= Task objective =
These records need to be repeated exactly, every one of them.

= Saved entries =
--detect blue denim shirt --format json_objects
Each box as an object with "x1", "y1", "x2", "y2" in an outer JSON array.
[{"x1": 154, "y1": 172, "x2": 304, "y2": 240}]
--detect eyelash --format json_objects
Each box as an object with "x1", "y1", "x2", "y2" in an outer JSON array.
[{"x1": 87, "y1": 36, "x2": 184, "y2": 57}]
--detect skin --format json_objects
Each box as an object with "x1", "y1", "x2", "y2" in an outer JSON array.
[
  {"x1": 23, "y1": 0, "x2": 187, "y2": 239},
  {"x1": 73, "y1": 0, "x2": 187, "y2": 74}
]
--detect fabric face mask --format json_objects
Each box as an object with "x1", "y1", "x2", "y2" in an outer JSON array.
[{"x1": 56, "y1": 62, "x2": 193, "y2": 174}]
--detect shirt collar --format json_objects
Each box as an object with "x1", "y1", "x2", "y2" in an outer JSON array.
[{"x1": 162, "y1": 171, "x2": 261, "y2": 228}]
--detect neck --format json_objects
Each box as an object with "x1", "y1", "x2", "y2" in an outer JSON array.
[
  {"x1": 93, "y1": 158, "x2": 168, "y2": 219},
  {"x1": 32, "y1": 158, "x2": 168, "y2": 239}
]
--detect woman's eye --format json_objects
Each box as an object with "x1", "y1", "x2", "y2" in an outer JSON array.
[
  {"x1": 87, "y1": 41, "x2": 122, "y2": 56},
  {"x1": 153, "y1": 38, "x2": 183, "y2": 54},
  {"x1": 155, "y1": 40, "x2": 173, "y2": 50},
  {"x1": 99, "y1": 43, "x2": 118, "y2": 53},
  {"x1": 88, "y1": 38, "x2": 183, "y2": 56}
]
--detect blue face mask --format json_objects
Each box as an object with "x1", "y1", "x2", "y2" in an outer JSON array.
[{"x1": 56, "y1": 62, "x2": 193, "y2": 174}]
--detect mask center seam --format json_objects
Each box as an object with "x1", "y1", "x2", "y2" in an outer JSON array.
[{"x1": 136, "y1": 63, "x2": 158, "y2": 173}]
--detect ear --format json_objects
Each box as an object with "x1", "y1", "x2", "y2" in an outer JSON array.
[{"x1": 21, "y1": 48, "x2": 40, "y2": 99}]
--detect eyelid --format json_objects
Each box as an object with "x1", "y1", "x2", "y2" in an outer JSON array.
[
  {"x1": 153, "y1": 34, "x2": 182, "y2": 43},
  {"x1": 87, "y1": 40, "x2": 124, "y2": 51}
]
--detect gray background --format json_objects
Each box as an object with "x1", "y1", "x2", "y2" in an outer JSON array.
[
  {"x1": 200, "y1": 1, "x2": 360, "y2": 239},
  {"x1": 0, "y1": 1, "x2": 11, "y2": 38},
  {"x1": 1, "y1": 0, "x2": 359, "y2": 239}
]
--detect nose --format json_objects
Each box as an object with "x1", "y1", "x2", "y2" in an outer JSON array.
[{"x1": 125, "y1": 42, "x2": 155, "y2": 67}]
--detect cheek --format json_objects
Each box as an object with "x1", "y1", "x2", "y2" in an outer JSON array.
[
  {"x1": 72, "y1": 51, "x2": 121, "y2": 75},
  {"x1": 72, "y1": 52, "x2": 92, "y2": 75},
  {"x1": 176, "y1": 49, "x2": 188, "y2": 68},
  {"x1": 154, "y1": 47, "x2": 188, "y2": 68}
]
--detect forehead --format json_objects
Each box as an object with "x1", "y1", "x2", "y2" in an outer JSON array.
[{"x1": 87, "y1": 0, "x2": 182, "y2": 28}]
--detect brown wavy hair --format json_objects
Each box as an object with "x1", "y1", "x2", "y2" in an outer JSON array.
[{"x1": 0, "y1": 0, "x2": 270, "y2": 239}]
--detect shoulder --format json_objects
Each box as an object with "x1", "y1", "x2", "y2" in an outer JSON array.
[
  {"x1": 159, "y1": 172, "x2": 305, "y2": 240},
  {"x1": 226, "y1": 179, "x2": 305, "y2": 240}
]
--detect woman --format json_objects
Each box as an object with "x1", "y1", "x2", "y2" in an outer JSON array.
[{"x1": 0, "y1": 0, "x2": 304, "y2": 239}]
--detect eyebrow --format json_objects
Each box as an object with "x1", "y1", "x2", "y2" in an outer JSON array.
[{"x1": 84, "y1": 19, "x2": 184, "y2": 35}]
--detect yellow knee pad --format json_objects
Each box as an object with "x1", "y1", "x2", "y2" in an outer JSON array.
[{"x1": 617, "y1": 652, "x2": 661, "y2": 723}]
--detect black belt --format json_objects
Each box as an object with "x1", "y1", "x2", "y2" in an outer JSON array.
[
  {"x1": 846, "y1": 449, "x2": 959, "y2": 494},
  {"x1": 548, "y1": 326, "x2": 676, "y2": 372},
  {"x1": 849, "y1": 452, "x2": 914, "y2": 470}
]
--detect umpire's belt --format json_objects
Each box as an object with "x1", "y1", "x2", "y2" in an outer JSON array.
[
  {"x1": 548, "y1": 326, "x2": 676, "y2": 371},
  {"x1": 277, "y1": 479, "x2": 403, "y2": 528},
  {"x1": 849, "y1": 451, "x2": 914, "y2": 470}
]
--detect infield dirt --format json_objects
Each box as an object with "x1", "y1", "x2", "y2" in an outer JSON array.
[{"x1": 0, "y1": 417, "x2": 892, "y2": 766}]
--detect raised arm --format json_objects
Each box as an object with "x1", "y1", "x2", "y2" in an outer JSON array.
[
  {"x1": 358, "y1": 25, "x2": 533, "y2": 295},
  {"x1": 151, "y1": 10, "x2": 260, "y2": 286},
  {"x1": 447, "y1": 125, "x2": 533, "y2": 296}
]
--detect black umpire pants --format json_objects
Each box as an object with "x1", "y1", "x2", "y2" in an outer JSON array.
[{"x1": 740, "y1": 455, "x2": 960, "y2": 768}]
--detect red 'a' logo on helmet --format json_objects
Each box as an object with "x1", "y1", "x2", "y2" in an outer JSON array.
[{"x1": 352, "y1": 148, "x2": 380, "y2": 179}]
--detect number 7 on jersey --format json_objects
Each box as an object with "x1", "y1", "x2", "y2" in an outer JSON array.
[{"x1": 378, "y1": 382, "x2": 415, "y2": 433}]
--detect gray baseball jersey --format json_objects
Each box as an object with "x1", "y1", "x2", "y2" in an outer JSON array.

= Your response =
--detect blue denim shirt --format json_objects
Each box as an object with "x1", "y1", "x2", "y2" in an outer JSON array.
[{"x1": 154, "y1": 172, "x2": 304, "y2": 240}]
--detect eyelash --format json_objects
Each box as an object with "x1", "y1", "x2", "y2" in an outer JSON array.
[{"x1": 87, "y1": 36, "x2": 184, "y2": 57}]
--detect skin --format json_objects
Each box as an object with "x1", "y1", "x2", "y2" in an outer JSON array.
[
  {"x1": 23, "y1": 0, "x2": 187, "y2": 239},
  {"x1": 73, "y1": 0, "x2": 187, "y2": 74}
]
--detect fabric face mask --format json_objects
Each box as an object with "x1", "y1", "x2", "y2" in an outer JSON array.
[{"x1": 56, "y1": 62, "x2": 193, "y2": 174}]
--detect shirt collar --format json_objects
Each box as an object with "x1", "y1", "x2", "y2" in an outer JSON array.
[{"x1": 162, "y1": 171, "x2": 261, "y2": 228}]
--detect neck --format json_objects
Each box as an object with "x1", "y1", "x2", "y2" in an outer JSON array.
[
  {"x1": 93, "y1": 158, "x2": 168, "y2": 219},
  {"x1": 32, "y1": 158, "x2": 168, "y2": 239}
]
--detect woman's eye --format json_objects
Each box as an object with "x1", "y1", "x2", "y2" in an outer JSON array.
[
  {"x1": 87, "y1": 41, "x2": 122, "y2": 56},
  {"x1": 153, "y1": 38, "x2": 183, "y2": 54},
  {"x1": 155, "y1": 40, "x2": 173, "y2": 50},
  {"x1": 99, "y1": 43, "x2": 118, "y2": 53},
  {"x1": 88, "y1": 38, "x2": 183, "y2": 56}
]
--detect blue face mask --format json_objects
Each box as an object with "x1", "y1", "x2", "y2" in an outer JSON array.
[{"x1": 56, "y1": 62, "x2": 193, "y2": 174}]
--detect mask center seam --format json_objects
Each box as an object with "x1", "y1", "x2", "y2" in an outer JSON array.
[{"x1": 136, "y1": 63, "x2": 158, "y2": 173}]
--detect ear --format json_objects
Each box as an object with "x1", "y1", "x2", "y2" in an outer JSON array.
[{"x1": 21, "y1": 48, "x2": 40, "y2": 99}]
--detect eyelid --format json_objects
Each box as an object with "x1", "y1", "x2", "y2" in an outer JSON array.
[
  {"x1": 153, "y1": 34, "x2": 182, "y2": 43},
  {"x1": 87, "y1": 40, "x2": 124, "y2": 51}
]
--detect gray background --format json_objects
Each box as an object with "x1", "y1", "x2", "y2" in an outer JSON array.
[
  {"x1": 200, "y1": 1, "x2": 360, "y2": 239},
  {"x1": 0, "y1": 1, "x2": 11, "y2": 38},
  {"x1": 1, "y1": 0, "x2": 359, "y2": 239}
]
--detect nose --format json_objects
Each box as an object with "x1", "y1", "x2", "y2" in an outer JSON array.
[{"x1": 125, "y1": 42, "x2": 155, "y2": 67}]
--detect cheek --format json_objects
Each box as an object with "x1", "y1", "x2", "y2" in an outer JSON array.
[
  {"x1": 72, "y1": 51, "x2": 121, "y2": 75},
  {"x1": 72, "y1": 52, "x2": 92, "y2": 75},
  {"x1": 176, "y1": 49, "x2": 188, "y2": 68},
  {"x1": 154, "y1": 47, "x2": 188, "y2": 68}
]
--detect forehead --format json_objects
Each box as an object with "x1", "y1", "x2", "y2" in an outer JSON array.
[{"x1": 87, "y1": 0, "x2": 182, "y2": 28}]
--detect brown wavy hair --format json_objects
Each box as an object with "x1", "y1", "x2", "y2" in an outer JSON array.
[{"x1": 0, "y1": 0, "x2": 270, "y2": 239}]
--detect shoulder --format json_objects
Each box as an object with "x1", "y1", "x2", "y2" in an outer JSON array.
[
  {"x1": 159, "y1": 172, "x2": 305, "y2": 240},
  {"x1": 226, "y1": 179, "x2": 305, "y2": 240}
]
--detect woman --format json_objects
Each box as an object with "x1", "y1", "x2", "y2" in an outer JSON array.
[{"x1": 0, "y1": 0, "x2": 304, "y2": 239}]
--detect eyebrow --format json_objects
Each box as an object with "x1", "y1", "x2", "y2" in an outer JSON array.
[{"x1": 84, "y1": 19, "x2": 184, "y2": 35}]
--detect yellow knee pad --format json_objects
Each box as an object with "x1", "y1", "x2", "y2" in an outer JSON array.
[{"x1": 617, "y1": 652, "x2": 661, "y2": 723}]
--detect black belt --format json_objects
Each box as an object with "x1", "y1", "x2", "y2" in an outer JSON array.
[
  {"x1": 846, "y1": 449, "x2": 959, "y2": 494},
  {"x1": 548, "y1": 326, "x2": 676, "y2": 372},
  {"x1": 849, "y1": 452, "x2": 914, "y2": 470}
]
--detect umpire's belt --format json_objects
Each box as an object with "x1", "y1", "x2", "y2" in an outer JSON array.
[
  {"x1": 548, "y1": 326, "x2": 676, "y2": 371},
  {"x1": 277, "y1": 479, "x2": 403, "y2": 528},
  {"x1": 849, "y1": 451, "x2": 914, "y2": 470}
]
--detect infield dirt --format json_objects
Each box as an object with "x1", "y1", "x2", "y2" in an outer JSON array.
[{"x1": 0, "y1": 417, "x2": 892, "y2": 766}]
--detect raised arm --format json_objects
Each box as an object with "x1", "y1", "x2", "y2" in an outer JSON array.
[
  {"x1": 358, "y1": 25, "x2": 533, "y2": 295},
  {"x1": 151, "y1": 10, "x2": 260, "y2": 286},
  {"x1": 447, "y1": 125, "x2": 533, "y2": 296}
]
--detect black umpire pants --format json_objects
Each box as an object with "x1", "y1", "x2", "y2" in an outer JSON array.
[{"x1": 740, "y1": 455, "x2": 960, "y2": 768}]
--detect red 'a' logo on helmet --format json_objects
Each box as an object with "x1", "y1", "x2", "y2" in an outer JSON array.
[{"x1": 352, "y1": 148, "x2": 380, "y2": 179}]
--detect number 7 on jersey --format json_objects
Each box as an object with "x1", "y1", "x2", "y2" in an outer JSON array.
[{"x1": 378, "y1": 382, "x2": 415, "y2": 433}]
--detect gray baseball jersey --format json_objects
Each box as an object with "x1", "y1", "x2", "y2" in an outer JSON array.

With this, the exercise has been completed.